[Excerpted passage Boundary: Start]
Mr Katter doesn’t dispute the regional domestic product in North Queensland is less than South Queensland, as stated by the Treasurer in the Courier Mail yesterday.

“Our lower GRP is proof of the need for a separate state for North Queensland. We cut the cane, we dig the copper, we muster the cattle and we ‘aint getting the benefit.”

Respected Economist at DSEconomics, and regular columnist in the Townsville Bulletin, Colin Dwyer has published in The Bulletin today (1 April 2016) a strong quantitative economic position for a separate state of North Queensland:

Currently about 20% of QLD revenue is generated from Coal, Base metals and a small amount of LNG gas mining royalties. Most of the coal is produced in North Queensland and all of the base metals are produced in North Queensland.  Mining royalties represent roughly $4 to $5 Billion, most of which could be spent in a new North Queensland state and not SEQ.”

If a new state of North Queensland where to receive the current Queensland GST funding share from the total GST pool of about $56B, then North Queensland would receive about $2.5 to $3Billion this year. 

If we then consider the additional revenue streams such as rail and freight charges from agriculture and mining, payroll taxes, stamp duties on residential and commercial property sales and home insurance, ports revenue, electricity and other GOC revenue, its obvious North Queensland is fiscally viable and more than likely will prosper into the future. 

Mr Katter believes the examples of other states matter in this debate,

“Curtis Pitt said that we can’t go it alone. Would he please go tell  Tasmania, South Australia, the Northern Territory, the ACT and to Western Australia. We are double to the size of most of them and equal to the size of all of them and they all stand on their own,” said Mr Katter.
[Excerpted passage Boundary: End]
[Source material Boundary: Start]
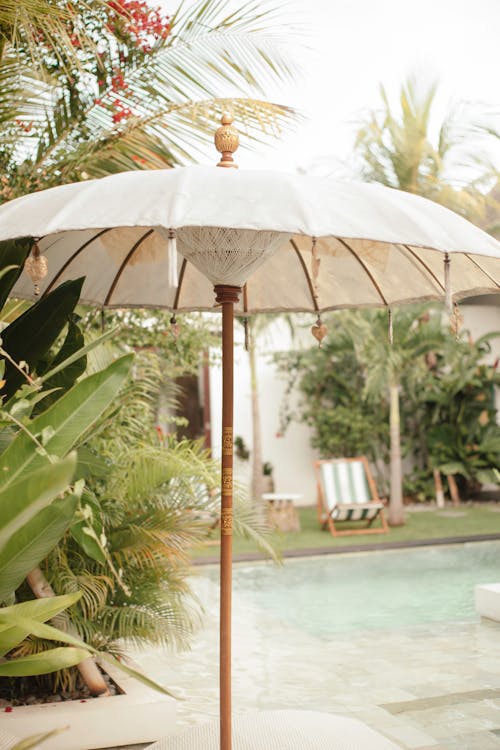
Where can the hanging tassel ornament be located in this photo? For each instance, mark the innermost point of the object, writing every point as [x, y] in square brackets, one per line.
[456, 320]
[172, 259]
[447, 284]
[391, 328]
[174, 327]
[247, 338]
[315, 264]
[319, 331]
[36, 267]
[Source material Boundary: End]
[Source material Boundary: Start]
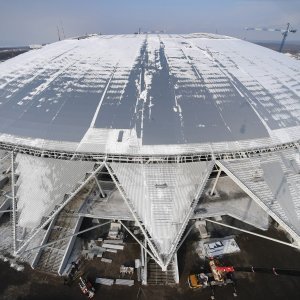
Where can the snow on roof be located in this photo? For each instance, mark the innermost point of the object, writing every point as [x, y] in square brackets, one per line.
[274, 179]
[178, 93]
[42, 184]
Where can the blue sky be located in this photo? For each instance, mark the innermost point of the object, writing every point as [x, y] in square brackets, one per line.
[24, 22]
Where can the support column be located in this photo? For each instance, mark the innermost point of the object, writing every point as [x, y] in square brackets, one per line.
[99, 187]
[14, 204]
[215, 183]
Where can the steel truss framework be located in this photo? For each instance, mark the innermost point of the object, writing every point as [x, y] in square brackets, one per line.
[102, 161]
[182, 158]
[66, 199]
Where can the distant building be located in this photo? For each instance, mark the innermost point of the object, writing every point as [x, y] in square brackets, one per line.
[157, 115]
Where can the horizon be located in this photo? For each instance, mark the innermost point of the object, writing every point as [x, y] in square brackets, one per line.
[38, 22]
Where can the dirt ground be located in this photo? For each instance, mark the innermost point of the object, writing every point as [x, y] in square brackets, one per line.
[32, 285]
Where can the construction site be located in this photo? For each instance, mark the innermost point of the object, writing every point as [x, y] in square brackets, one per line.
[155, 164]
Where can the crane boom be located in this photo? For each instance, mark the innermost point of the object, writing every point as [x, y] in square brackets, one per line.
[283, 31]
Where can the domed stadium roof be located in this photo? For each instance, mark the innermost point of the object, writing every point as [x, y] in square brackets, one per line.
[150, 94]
[Source material Boundary: End]
● Set of tasks:
A. Answer these questions from the excerpt on North Queensland statehood:
(i) In which newspaper did the Treasurer state that North Queensland's regional domestic product is lower?
(ii) About what percentage of QLD revenue comes from coal, base metals and LNG gas mining royalties?
(iii) Who, according to Mr Katter, said "we can't go it alone"?
B. In the excerpt on North Queensland statehood, write out the passage from "If a new state" to "to $3Billion this year.", substituting "fund" for "pool".

● Responses:
A.
(i) The Courier Mail
(ii) About 20%
(iii) Curtis Pitt

B.
If a new state of North Queensland where to receive the current Queensland GST funding share from the total GST fund of about $56B, then North Queensland would receive about $2.5 to $3Billion this year.